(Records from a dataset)
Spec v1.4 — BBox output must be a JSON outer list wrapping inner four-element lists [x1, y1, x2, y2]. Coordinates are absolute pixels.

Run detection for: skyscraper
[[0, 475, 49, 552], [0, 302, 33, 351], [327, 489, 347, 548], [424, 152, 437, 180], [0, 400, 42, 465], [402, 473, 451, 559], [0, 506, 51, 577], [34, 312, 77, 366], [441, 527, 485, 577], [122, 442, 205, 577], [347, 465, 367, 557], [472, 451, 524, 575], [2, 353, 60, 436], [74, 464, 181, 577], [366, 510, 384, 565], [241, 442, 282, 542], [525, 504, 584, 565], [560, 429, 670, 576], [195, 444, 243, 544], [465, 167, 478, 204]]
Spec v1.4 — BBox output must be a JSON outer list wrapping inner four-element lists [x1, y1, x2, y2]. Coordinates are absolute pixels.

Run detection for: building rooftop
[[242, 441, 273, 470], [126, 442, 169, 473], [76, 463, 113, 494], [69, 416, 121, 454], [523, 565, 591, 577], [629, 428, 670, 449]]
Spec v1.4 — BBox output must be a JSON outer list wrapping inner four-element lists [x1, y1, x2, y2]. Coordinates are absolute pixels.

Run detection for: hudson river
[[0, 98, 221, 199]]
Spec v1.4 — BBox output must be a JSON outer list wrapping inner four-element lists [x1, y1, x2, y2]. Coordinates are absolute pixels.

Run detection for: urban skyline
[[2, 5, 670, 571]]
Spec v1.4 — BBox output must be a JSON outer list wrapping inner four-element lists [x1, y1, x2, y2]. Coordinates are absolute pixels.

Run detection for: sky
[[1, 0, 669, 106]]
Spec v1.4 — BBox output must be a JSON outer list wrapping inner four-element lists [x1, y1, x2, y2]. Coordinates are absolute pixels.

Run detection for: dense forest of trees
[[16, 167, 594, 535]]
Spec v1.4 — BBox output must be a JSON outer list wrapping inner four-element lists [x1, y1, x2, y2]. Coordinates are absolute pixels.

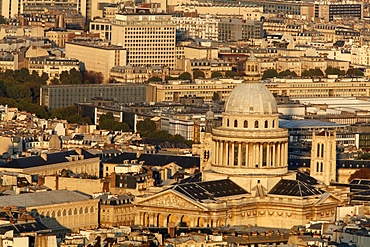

__TASK REQUIREMENTS__.
Without any pictures, output the entries above exactly as they appear.

__EXPECTED ANSWER__.
Spec v1.4 — BBox output must be a JSON outer list wrapping inner four-element lists [x1, y1, x2, y2]. Coordinates are absolute pixels.

Run detection for: skyscraper
[[0, 475, 49, 552], [0, 302, 33, 351], [327, 489, 347, 548], [424, 152, 437, 180], [0, 400, 42, 465], [402, 473, 451, 559], [0, 506, 51, 577], [34, 312, 77, 366], [441, 527, 485, 577], [122, 442, 205, 577], [347, 465, 367, 557], [472, 451, 524, 575], [2, 353, 60, 436], [74, 464, 181, 577], [366, 510, 384, 565], [241, 442, 282, 542], [525, 504, 584, 565], [560, 429, 670, 576], [195, 444, 243, 544], [465, 167, 478, 204]]
Spec v1.4 — BBox output must be a JSON outer list wrapping inner four-element lists [x1, y1, x2, y2]. Coordinates are absolute pixels.

Run detection for: building rooftop
[[242, 441, 273, 470], [126, 442, 169, 473], [76, 463, 113, 494], [69, 416, 121, 454], [523, 565, 591, 577], [629, 428, 670, 449]]
Spec v1.4 — BBox output must be a JSON outer list wrapping inner four-element lists [x1, y1, x2, y2]. Coordinates are absolute pixels.

Run detection for: hudson river
[[0, 98, 221, 199]]
Spec v1.4 — BBox output must be a JSON outer list wrapping inner four-element lists [x1, y1, x2, y2]. Coordinates are absolute pixels.

Run detection for: urban skyline
[[2, 5, 670, 571]]
Spec v1.4 — BBox output must be a JSON outer list wrapping inner four-element lists [x1, y1, x2, y2]. Coordinates are absolute pixels.

Run detection for: sky
[[1, 0, 669, 106]]
Spec v1.4 — BBox output must be a JSON outer list wrapping inner four-element lists [x1, y1, x2, y2]. Coordinates are absolute pixels.

Run detection for: dense forest of trees
[[16, 167, 594, 535]]
Spec v1.4 — BBox output must be a JSON outer list wrapping inner four-element lists [x1, y1, x2, y2]. Coordinates are absolute pixels.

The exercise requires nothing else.